**EXERCISES:**
(1) In the text on RNA splicing projects below, condense the paragraph beginning "Mutually exclusive exons (MXE) represent" into a short bulleted list that keeps its main facts.
(2) According to the text on RNA splicing projects below, which gene serves as the model for studying MXE evolution in the Drosophilidae family?
(3) Continue the text on RNA splicing projects below by writing the paragraph that follows its final heading.

**TEXT PROVIDED:**
*** Begin section ***

Evolution of mutually exclusive splicing patterns (Timofei Ivanov)
Mutually exclusive exons (MXE) represent a particular type of alternative splicing, in which one and only one exon from an array is included in the mature RNA. A number of genes with MXE do so by using a mechanism that depends on RNA structure. Transcripts of these genes contain multiple sites called selector sequences that are all complementary to a regulatory element called the docking site; only one of the competing base pairings can form at a time, which exposes one exon from the cluster to the spliceosome. MXE tend to have similar lengths and sequence content, which suggests that they originate through tandem genomic duplications. In a recent paper we have shown that pre-mRNAs of this class of exons have an increased capacity to fold into competing secondary structures, and proposed an evolutionary mechanism for the generation of such structures via duplications that affect not only exons, but also their adjacent introns with stem-loop structures. If one of the two arms of a stem-loop is duplicated, it will generate two selector sequences that compete for the same docking site, a pattern that is associated with MXE splicing. Currently, we study in the evolution of MXE in Drosophilidae family, using as a model the gene MRP1. The goal is to reconstruct the evolutionary history of MXE in this gene, and to build sufficient intuition to analyze the evolutionary history of other genes with MXE clusters.
The role of RNA secondary structure in the expression of chimeric non-collinear transcripts (Olga Vasyutkina)

*** End section ***

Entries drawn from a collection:
*** Begin section ***

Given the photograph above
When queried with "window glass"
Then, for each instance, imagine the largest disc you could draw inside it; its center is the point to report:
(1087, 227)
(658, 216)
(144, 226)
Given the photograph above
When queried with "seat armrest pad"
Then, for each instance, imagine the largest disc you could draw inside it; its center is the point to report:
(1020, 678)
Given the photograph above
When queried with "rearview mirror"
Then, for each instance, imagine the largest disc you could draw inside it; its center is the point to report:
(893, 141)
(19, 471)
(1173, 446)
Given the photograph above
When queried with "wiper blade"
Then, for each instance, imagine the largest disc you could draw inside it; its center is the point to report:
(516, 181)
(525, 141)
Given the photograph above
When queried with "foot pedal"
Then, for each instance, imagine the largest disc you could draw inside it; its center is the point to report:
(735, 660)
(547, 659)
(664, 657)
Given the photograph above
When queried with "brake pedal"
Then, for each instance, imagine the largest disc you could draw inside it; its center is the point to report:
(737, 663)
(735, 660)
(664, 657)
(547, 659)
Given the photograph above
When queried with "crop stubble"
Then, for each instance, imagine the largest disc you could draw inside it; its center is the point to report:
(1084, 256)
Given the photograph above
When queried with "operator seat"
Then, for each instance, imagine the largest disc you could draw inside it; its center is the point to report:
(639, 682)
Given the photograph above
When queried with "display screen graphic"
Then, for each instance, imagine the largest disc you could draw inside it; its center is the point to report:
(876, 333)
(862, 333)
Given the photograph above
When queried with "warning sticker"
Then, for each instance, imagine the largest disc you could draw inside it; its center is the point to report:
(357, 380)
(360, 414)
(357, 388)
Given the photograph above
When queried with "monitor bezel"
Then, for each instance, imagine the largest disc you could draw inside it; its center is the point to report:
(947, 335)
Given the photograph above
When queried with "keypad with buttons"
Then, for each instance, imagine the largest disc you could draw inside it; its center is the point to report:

*** End section ***

**ANSWERS PROVIDED:**
(1)
- Mutually exclusive exons (MXE) are a type of alternative splicing in which exactly one exon from an array is included in the mature RNA.
- In some genes this depends on RNA structure. Several selector sequences compete to pair with one docking site, and the single pairing that forms exposes one exon to the spliceosome.
- MXE have similar lengths and sequence content, which suggests they arise through tandem genomic duplications.
- The authors showed that pre-mRNAs with these exons fold more readily into competing secondary structures.
- They proposed that duplications covering exons and their adjacent stem-loop introns generate these structures. Duplicating one arm of a stem-loop yields two selector sequences that compete for the same docking site.
- Current work traces MXE evolution in the Drosophilidae family, using the gene MRP1 as a model. The aim is to reconstruct its MXE history and to build intuition for analyzing other genes with MXE clusters.

(2) MRP1.

(3)
Trans-splicing is a rare and poorly-understood form of RNA processing in eukaryotes where exons from two different RNA transcripts are ligated through splicing. In particular, trans-splicing events may happen between two transcripts within a locus, leading to transcripts with post-transcriptional exon shuffling (PTES) or rearrangement (RREO). Our hypothesis is that trans-splicing events are more likely to occur in the genomic regions where RNA-polymerase II slows down, so that different copies of the same transcripts have a chance to be located close to each other. The aim of this work is to assess the contribution of trans-splicing and formation of RNA secondary structure in the expression of transcripts with PTES events. Towards this end, we are planning to find chimeric non-collinear transcripts in different human cell lines using paired-end RNA-seq analysis. Then, we are planning to test if there is enrichment of these transcripts in the genome regions with strong signal of ChIP-Seq RNA-Pol II peaks or with conservative RNA secondary structures.